> _YOUR OBJECTIVE_: Each of the entries below needs to be given again exactly.
┌────────
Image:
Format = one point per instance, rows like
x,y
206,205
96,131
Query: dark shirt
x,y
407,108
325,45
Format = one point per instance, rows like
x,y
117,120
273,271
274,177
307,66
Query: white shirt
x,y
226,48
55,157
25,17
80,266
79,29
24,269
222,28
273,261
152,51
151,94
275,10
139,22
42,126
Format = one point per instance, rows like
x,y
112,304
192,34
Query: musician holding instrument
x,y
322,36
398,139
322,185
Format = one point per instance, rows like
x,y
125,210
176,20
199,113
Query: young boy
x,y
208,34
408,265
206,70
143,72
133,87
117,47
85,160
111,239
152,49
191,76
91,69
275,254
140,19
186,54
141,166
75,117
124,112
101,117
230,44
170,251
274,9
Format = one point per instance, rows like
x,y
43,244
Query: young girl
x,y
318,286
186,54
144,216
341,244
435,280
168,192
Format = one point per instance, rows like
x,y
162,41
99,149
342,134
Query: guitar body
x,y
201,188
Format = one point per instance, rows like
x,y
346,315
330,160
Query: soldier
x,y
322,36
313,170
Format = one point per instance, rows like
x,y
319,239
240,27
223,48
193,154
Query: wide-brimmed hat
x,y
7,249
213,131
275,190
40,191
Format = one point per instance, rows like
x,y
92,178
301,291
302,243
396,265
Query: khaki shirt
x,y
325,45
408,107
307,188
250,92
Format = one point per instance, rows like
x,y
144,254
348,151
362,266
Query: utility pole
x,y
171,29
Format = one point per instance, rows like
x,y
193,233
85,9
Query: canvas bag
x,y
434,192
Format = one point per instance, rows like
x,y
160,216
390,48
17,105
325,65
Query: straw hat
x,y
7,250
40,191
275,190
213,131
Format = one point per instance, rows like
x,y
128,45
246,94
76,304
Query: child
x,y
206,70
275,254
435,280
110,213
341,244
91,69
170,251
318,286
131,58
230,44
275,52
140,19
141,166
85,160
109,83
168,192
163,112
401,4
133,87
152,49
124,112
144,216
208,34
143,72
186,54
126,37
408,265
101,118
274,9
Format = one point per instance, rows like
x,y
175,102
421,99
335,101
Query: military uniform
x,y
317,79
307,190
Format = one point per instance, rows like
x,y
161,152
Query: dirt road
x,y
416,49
└────────
> _RESULT BELOW_:
Image:
Format = one point per instance, rows like
x,y
206,205
96,131
Query: dark shirt
x,y
407,108
325,45
Format = one point per instance, rows like
x,y
117,120
273,271
274,177
307,66
Query: white shirt
x,y
226,48
55,157
25,17
80,266
79,29
24,269
222,28
273,261
152,51
151,94
275,10
139,22
42,126
Format = one point per instance, rows like
x,y
112,304
192,34
Query: musician holding instrument
x,y
322,36
398,139
322,185
Format = one point per instance, rows like
x,y
125,210
176,20
199,113
Query: young boy
x,y
208,34
408,265
206,70
143,72
133,87
117,47
85,160
111,239
152,49
191,76
91,69
275,254
140,19
186,54
141,166
75,117
124,112
101,117
230,44
170,251
274,9
Format = one point per instance, rows like
x,y
43,244
Query: young girl
x,y
318,286
186,54
144,216
341,244
435,280
168,192
Format = one point per instance, rows like
x,y
162,41
99,149
342,134
Query: guitar body
x,y
201,188
Format = one point per instance, rows like
x,y
346,315
330,160
Query: soldier
x,y
322,36
313,170
Format = one point per instance, rows like
x,y
319,239
240,27
223,48
193,154
Query: wide-brimmed hat
x,y
7,249
213,131
275,190
40,191
Format = one point per instance, rows like
x,y
92,178
301,291
302,243
396,265
Query: khaki shirt
x,y
325,45
408,107
307,188
250,92
Format = one point per instance, rows like
x,y
144,254
348,151
362,266
Query: utility pole
x,y
171,29
Format = one point per instance, rows like
x,y
193,233
85,9
Query: canvas bag
x,y
434,192
Format = one point per instance, rows like
x,y
160,216
390,48
17,105
325,65
Query: straw hat
x,y
7,250
40,191
275,190
213,131
Format = one point per instance, rows like
x,y
128,45
246,94
76,304
Query: child
x,y
206,70
275,254
435,280
110,213
341,244
91,69
170,251
318,286
131,58
230,44
275,52
140,19
141,166
85,160
109,83
168,192
163,112
401,4
133,87
152,49
124,112
144,216
208,34
143,72
186,54
126,37
408,265
101,118
274,9
Format = one point per instance, rows like
x,y
175,102
421,99
335,101
Query: military uniform
x,y
317,79
307,190
Format = one point per instance, rows like
x,y
161,152
Query: dirt road
x,y
416,49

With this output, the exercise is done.